▶ _Okunacak metin_
BADEMÇAY KÖYÜ

 

YAPRAKLI KİTABINDA KÖYÜMÜZ

 

(Cumhuriyetten Günümüze Yapraklı, s. 102-103, Yapraklı Kaymakamlığı Yayını, 1996 Çankırı)

 

         Köyün kuruluşuyla değişik söylenceler vardır. Bunların arasında en akla yakın olanı, köyün eski yerleşim yerinde bulunan çayın etrafında bol miktarda badem ağacı bulunması nedeniyle bölgeye Bademçay isminin verilmiş olduğuna dair söylencedir.

            Köy halkının, Sivas’ın Uzun Yayla bölgesinden gelip, buraya yerleştiği söylenmektedir. Bunun yanında köyün ilk halkının dokuz hane olarak Irmak Bucağı (Bugünkü Kızılırmak ilçesi)’ından gelerek buraya yerleştiği de kaydedilmektedir. Bu kaydın doğruluk payı da yüksektir. Çünkü, Kızılırmak’tan gelerek yerleşen aile isimleri köylüler tarafından bir bir sayılmaktadır. Bu aileler: 1. Sicooğil, 2. Serdar, 3. Sorutgil. 4. Ağızdeliğil. 5. Bodurgil. 6. Akbaşgil. 7. Koz Aliğil. 8. İmamgil. 9. Kibargil’dir.[1]

            

 

Köyle ilgili diğer bir söylence, köyün eskiden nahiye olduğu yönündedir. Nahiye müdürü Serdar imiş. Bağlı dört tane azalık bulunmakta olup, geniş bir arazi yapısına sahipmiş. Bu azalıklar ise Ünür Köyün’den[2] “Atmacaoğlu”, Yukarıöz Köyün’den[3]  “Boyacıoğlu”[4], Tatlıpınar Köyün’den[5]  “Zaimoğlu” imiş. O zamanlar Kastamonu’ya bağlı olduğu da ilave bilgi olarak verilmektedir.[6] “Osmanlı İmparatorluğu döneminde kadılık merkezi olan köy, sonraları bu özelliğini kaybetmiştir.”[7] diyen Bahattin Ayhan, ayrıca bu bilgilerin doğruluğunu da teyit etmiştir.

▶ _Sağlanan kayıtlar_
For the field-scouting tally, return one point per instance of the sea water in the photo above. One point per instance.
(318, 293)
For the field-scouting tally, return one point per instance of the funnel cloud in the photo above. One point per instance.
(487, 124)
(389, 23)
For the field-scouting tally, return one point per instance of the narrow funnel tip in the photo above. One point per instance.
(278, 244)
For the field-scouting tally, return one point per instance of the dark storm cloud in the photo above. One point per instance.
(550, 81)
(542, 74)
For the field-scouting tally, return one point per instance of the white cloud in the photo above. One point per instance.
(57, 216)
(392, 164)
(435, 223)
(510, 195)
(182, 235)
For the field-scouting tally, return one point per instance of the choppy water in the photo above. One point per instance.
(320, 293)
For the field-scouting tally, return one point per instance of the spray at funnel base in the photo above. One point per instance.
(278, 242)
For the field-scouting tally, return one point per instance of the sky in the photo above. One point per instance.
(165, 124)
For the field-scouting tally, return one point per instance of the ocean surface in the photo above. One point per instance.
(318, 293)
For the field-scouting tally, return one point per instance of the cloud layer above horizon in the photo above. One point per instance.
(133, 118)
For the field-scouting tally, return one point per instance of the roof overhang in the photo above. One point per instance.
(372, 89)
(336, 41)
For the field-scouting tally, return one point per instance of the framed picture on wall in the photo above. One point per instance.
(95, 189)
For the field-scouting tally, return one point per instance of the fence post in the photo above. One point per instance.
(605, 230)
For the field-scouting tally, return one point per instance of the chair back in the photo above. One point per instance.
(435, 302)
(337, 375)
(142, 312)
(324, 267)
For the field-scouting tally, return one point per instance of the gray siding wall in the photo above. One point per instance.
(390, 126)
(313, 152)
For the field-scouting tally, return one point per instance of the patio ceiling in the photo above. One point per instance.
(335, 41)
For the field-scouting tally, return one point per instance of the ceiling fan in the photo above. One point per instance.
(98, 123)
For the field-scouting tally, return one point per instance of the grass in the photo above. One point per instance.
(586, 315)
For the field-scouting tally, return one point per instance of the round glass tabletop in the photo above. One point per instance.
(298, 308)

▶ _Verilen görev 1_
Kayıtlarda "of the grass" ifadesinin geçtiği satırdan kayıtların sonuna kadar olan satırları, "round glass tabletop" yerine "square wooden tabletop" koyarak düzenleyin ve geri kalan her şeyi değiştirmeden yeniden yazın.
▶ _Verilen görev 2_
Bademçay köyünü anlatan metni kaldığı yerden sürdürün.
Metin ile kayıtlar birbirinden bağımsız iki ayrı malzemedir.

▶ _Sonuç 1_
For the field-scouting tally, return one point per instance of the grass in the photo above. One point per instance.
(586, 315)
For the field-scouting tally, return one point per instance of the square wooden tabletop in the photo above. One point per instance.
(298, 308)

▶ _Sonuç 2_
            Köy, İkizören Kasabası’nın kuzey batısında, Dereli sırtlarından batıya doğru akan ve köyün adını taşıyan Bademçay adlı kuru dere içinde, bir vadi içinde kurulmuş olan köyün Aşağı ve Yukarı Mahalle adıyla iki mahallesi vardır.[8] 

            Doğusunda Çiçek, batısında Ayseki, güneyinde Kullar, Kuzeyinde Davutlar ve Çakıllar köyleriyle sınır ve komşudur.[9]

            Yakın köylerle bağlantısı olan köyün il merkezine uzaklığı 45 km., ilçe merkezine ise 25 km.’dir. İl ve ilçeye ulaşım otobüs, minibüs ve traktörlerle yapılmaktadır.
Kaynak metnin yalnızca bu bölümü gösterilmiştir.